Source data
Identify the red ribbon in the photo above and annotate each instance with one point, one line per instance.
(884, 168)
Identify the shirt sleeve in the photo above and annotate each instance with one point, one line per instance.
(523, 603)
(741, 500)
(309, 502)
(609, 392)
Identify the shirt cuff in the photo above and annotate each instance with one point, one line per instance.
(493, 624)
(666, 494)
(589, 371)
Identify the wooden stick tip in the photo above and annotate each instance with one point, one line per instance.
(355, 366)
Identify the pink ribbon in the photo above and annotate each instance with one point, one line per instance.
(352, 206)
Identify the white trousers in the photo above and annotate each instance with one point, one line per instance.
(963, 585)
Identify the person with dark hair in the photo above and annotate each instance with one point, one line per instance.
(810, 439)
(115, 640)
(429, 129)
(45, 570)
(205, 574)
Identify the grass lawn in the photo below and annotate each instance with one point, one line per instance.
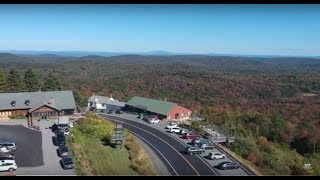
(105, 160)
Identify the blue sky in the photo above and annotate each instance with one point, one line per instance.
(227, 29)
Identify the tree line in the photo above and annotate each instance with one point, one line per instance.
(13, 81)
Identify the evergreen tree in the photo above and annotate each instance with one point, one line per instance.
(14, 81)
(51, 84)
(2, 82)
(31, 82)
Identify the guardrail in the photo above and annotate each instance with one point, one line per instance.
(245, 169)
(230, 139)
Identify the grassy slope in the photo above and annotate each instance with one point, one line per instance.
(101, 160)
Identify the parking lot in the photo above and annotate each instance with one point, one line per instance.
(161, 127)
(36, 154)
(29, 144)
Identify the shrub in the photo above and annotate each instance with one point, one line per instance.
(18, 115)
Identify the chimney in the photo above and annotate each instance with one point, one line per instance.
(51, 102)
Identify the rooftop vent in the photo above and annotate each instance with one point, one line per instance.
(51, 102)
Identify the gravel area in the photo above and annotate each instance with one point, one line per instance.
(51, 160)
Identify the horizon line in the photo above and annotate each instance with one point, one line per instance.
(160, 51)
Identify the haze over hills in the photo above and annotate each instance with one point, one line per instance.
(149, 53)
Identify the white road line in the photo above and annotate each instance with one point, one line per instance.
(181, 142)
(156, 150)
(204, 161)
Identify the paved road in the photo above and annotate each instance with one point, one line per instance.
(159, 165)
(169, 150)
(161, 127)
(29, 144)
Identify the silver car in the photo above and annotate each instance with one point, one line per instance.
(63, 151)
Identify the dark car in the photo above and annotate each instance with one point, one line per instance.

* * *

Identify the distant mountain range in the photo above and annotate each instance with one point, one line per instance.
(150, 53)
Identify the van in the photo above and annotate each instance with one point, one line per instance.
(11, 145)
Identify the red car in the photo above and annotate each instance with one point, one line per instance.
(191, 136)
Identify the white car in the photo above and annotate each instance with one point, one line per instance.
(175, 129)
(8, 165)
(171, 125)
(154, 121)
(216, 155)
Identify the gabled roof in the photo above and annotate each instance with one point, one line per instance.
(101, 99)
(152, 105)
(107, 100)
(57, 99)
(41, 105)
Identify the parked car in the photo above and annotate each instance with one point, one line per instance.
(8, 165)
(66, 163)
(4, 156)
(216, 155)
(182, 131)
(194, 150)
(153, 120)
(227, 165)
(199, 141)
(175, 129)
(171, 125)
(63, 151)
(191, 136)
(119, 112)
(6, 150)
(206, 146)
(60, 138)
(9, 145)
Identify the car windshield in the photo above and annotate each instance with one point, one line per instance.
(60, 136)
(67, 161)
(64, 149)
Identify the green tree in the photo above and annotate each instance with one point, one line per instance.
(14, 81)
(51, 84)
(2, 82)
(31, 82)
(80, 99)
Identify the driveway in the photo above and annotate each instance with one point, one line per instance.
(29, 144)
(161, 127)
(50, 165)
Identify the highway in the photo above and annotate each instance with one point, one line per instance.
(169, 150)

* * *

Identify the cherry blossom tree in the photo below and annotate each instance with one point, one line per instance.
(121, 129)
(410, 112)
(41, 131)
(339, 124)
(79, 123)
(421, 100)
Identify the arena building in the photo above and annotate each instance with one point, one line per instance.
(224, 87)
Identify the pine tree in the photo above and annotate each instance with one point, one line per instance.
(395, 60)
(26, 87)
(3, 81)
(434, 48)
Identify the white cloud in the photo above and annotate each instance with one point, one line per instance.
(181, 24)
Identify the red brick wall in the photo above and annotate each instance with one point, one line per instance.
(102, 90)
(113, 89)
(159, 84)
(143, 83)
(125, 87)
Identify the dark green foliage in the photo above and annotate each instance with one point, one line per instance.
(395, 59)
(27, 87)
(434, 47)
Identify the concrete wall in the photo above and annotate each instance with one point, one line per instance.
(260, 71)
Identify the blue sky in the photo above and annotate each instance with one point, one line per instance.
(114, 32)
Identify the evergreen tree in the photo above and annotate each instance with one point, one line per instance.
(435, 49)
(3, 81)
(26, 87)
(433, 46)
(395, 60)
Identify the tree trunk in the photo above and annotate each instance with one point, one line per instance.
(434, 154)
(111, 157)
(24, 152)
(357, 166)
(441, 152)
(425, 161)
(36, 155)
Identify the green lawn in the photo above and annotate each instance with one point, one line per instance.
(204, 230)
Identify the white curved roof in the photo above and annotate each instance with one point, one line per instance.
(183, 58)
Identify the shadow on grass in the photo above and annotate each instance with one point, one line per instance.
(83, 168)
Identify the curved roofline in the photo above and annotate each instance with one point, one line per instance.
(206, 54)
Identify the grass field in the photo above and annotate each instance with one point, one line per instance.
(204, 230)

**EXERCISE INSTRUCTIONS:**
Out of the data above, set down the lines from the one with "Identify the white road" to the one with "Identify the dark car", both included, exactly as written and with no additions.

**RESULT:**
Identify the white road line in the photo above and annotate each instance with one point, one line per instance.
(181, 142)
(156, 150)
(204, 161)
Identify the paved road in the photo above and annotate each instance with one point, one line per instance.
(159, 165)
(169, 150)
(161, 127)
(29, 144)
Identify the silver car in the photo above and annotate each instance with one point, one line per instance.
(63, 151)
Identify the dark car in the photo above and annotate each instance with one point, one line per instance.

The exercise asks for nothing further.